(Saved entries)
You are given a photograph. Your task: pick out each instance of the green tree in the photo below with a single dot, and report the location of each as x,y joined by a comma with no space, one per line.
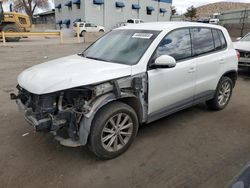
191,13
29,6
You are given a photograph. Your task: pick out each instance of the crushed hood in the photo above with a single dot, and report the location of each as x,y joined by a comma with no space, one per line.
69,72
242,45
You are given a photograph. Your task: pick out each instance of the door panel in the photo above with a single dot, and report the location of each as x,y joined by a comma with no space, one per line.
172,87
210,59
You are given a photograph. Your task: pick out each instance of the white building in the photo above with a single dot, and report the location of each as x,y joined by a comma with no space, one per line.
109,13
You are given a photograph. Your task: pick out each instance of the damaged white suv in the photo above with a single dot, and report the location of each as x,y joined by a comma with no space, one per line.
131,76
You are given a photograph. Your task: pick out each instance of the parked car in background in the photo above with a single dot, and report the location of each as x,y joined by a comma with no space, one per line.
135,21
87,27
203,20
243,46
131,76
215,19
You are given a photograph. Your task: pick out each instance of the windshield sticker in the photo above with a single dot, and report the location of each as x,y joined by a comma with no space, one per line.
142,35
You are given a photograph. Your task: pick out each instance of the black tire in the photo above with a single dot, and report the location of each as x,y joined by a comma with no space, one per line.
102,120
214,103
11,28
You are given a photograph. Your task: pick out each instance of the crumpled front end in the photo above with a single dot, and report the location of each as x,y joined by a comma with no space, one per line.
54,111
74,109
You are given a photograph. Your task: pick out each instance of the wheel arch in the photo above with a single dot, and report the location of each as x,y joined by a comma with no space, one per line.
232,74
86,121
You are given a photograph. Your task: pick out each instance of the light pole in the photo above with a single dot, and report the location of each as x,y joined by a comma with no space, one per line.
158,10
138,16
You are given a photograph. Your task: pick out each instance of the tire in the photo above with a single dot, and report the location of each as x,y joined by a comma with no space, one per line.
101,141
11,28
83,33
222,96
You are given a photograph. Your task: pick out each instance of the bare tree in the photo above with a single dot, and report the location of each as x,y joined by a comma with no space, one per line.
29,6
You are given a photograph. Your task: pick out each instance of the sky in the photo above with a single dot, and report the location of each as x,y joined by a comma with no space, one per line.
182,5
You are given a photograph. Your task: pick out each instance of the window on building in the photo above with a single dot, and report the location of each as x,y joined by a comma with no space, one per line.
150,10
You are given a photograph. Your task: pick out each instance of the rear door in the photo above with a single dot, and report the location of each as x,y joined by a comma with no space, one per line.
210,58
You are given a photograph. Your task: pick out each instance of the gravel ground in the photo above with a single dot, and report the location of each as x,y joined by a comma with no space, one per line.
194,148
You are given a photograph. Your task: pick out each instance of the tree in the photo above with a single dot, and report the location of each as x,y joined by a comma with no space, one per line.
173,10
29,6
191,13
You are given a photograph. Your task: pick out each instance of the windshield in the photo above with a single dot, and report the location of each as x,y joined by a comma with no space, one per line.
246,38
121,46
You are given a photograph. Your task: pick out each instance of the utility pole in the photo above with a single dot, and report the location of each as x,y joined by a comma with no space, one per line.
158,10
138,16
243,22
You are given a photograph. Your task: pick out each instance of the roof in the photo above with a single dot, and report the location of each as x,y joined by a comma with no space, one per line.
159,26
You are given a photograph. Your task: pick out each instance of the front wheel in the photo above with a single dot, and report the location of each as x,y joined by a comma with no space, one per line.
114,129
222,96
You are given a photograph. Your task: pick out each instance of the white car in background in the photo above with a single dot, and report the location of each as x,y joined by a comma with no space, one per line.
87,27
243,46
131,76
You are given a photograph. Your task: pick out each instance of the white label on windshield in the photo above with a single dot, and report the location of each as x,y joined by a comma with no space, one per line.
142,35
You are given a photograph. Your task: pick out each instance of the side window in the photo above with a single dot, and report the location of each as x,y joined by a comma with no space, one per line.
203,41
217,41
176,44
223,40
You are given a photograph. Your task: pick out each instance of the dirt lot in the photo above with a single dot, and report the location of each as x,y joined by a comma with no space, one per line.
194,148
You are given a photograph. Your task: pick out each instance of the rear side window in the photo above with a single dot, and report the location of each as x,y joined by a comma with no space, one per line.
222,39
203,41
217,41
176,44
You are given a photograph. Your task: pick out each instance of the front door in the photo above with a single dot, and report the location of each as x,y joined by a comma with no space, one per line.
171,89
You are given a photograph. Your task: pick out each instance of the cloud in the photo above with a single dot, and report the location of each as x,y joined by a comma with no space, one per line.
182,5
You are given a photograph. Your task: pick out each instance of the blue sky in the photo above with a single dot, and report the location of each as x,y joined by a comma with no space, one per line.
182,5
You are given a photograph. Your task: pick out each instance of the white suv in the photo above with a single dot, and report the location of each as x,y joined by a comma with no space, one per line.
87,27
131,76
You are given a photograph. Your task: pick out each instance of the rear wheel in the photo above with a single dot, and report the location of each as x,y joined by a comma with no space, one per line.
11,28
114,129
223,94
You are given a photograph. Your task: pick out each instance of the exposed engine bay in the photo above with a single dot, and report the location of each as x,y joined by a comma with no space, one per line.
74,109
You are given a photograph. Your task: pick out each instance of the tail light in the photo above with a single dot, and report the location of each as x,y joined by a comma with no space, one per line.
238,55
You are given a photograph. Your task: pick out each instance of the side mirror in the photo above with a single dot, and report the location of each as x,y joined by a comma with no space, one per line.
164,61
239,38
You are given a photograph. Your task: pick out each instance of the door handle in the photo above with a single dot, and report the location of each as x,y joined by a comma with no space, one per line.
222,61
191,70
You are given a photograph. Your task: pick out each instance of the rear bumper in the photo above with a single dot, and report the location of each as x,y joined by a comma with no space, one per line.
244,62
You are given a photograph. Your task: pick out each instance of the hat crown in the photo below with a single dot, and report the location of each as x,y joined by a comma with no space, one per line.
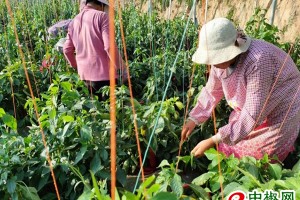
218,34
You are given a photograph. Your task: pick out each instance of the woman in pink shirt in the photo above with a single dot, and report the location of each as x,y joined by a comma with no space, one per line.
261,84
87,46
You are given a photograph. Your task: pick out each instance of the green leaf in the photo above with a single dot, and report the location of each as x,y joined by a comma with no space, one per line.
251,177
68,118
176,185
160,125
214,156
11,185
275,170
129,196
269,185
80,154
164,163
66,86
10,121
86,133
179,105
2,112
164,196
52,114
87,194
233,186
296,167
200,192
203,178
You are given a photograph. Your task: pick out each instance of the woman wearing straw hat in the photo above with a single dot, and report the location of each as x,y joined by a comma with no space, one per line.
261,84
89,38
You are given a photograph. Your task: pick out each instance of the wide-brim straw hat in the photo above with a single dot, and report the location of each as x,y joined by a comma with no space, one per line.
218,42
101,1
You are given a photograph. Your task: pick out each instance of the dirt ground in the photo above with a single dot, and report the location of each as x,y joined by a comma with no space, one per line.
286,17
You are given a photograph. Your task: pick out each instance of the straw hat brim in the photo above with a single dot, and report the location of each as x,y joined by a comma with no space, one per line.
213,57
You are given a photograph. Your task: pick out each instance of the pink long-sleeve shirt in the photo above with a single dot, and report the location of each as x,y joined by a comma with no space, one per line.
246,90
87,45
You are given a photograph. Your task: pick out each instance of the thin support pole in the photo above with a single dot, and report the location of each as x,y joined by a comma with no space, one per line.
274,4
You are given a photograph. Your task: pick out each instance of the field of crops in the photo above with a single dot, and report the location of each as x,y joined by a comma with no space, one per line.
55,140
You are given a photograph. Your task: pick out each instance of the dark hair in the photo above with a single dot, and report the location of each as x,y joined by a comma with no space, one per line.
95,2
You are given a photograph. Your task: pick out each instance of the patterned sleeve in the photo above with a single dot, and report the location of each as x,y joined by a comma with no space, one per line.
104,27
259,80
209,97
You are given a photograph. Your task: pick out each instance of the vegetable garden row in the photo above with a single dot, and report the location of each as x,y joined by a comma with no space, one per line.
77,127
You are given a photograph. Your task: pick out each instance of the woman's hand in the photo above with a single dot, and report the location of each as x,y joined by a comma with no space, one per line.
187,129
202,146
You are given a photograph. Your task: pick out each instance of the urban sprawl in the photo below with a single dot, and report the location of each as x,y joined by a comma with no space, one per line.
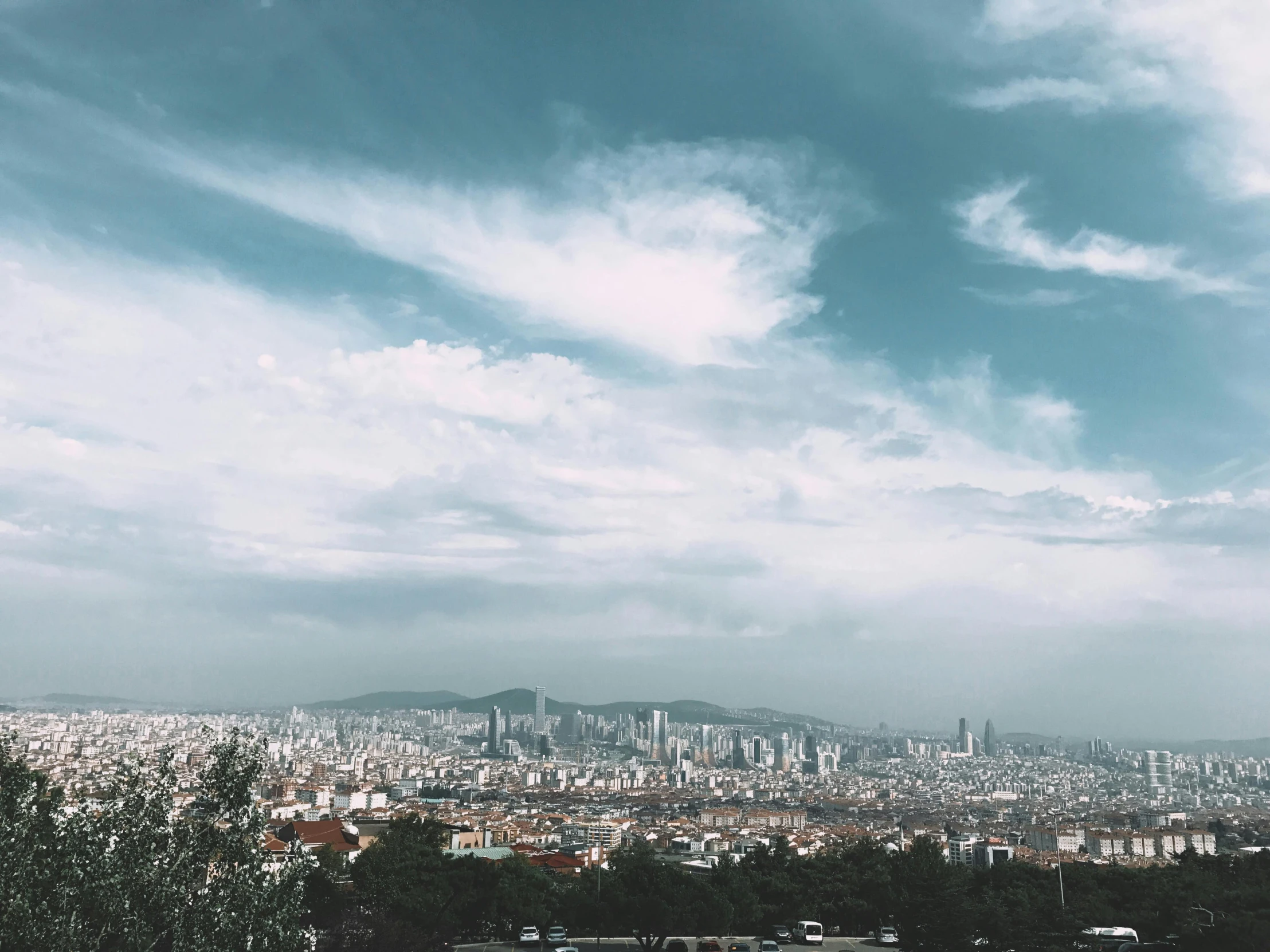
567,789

■ WHAT YOU HAVE TO DO
In the records above, locate the line with "of the woman's"; output it and each line after it through the last one, exactly, omitting pictures.

■ WRITTEN SOLUTION
You are given a photograph. Your task: pick out each instance of the woman's hand in the photo above with a single dot, and report the location of each as x,y joined by a comma with no space, one per line.
187,129
202,146
You are given a photograph. Your task: pick out each instance of the urban sprawl in the photo below with a single dot, and report the location of each as x,y joined by a comma with no space, one per line.
567,789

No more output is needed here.